Pasaje dado.
.....
Columna de Óscar Contardo: La vitalidad de los clichés
El cofre de lugares comunes acaba por llenarse en Chile, un país cuya élite se considera una suerte de excepcionalidad continental, pero en donde el Presidente recibe una imagen de la Virgen de Fátima en el Palacio de Gobierno como si se tratara de un dignatario extranjero. El imperio del pensamiento mágico criollo de un lado, del otro la crueldad de destacados dirigentes de la derecha local que se lamentan públicamente porque un tribunal condenó a un exalcalde y militar en retiro por aplicar torturas cuando ejercía como agente de la represión en dictadura.

Las palabras pueden ser como cofres que vamos llenando y vaciando de cuando en cuando. A veces contienen fotos antiguas, en ocasiones, algunas joyas valiosa, un anillo de plástico o un documento que alguna vez alguien creyó necesario guardar ahí. La expresión "Latinoamérica", por ejemplo, es un cofre tallado originalmente en Francia en el siglo XIX que acabó reemplazando la noción Hispanoamérica o Iberoamérica. El baúl resultaba ser lo suficientemente amplio y carente de estilo propio como para acoger no solo un conjunto geográfico, sino una idea de lo que era un espacio cultural que miraba a Occidente -Estados Unidos y el norte de Europa- desde el sur, como un niño que contempla a sus mayores o un mendigo que extiende la mano en una esquina. En el bautizo, la criatura no tuvo voz, solo recibió una etiqueta que simplificaba las cosas. El concepto "latino" cobraría a partir de ahí una vida propia en Estados Unidos, ya no para referirse a Cicerón y su lengua, sino a todo lo que tuviera relación con los vecinos de abajo, a sus idiomas, su apariencia, su clima, sus costumbres. La mayor parte de ellos son morenos, pero no todos; la mayor parte de ellos habla castellano, pero no todos; la mayor parte de ellos mueve bien las caderas, pero no todos; la mayor parte de ellos son alegres, fiesteros, pero hay excepciones. Sospecho que el significado de lo "latino" para un ciudadano común de los Estados Unidos debe ser algo parecido a "lo bárbaro" para el Imperio Romano: un asunto fronterizo, un hábitat con bordes internos imprecisos. La mirada de la metrópolis nos determina, nos sitúa, como quien pega una postal en un panel de corcho sobre el escritorio. Hay palmeras, playas, revoluciones, favelas y dictadores. Un mosaico colorinche que de cerca resulta confuso y solo cobra aspecto definido tomando la distancia adecuada para apreciarlo.
.....
Datos sin procesar.

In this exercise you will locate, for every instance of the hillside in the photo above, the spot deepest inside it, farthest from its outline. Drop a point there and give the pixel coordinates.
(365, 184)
.....
Tareas.
1. Según la columna, ¿dónde y en qué siglo se talló originalmente el "cofre" de la expresión "Latinoamérica"?
2. Enumera todo lo que, según la columna, hay en la postal que la mirada de la metrópolis pega en un panel de corcho.

Respuestas.
1. En Francia, en el siglo XIX.

2. Palmeras, playas, revoluciones, favelas y dictadores.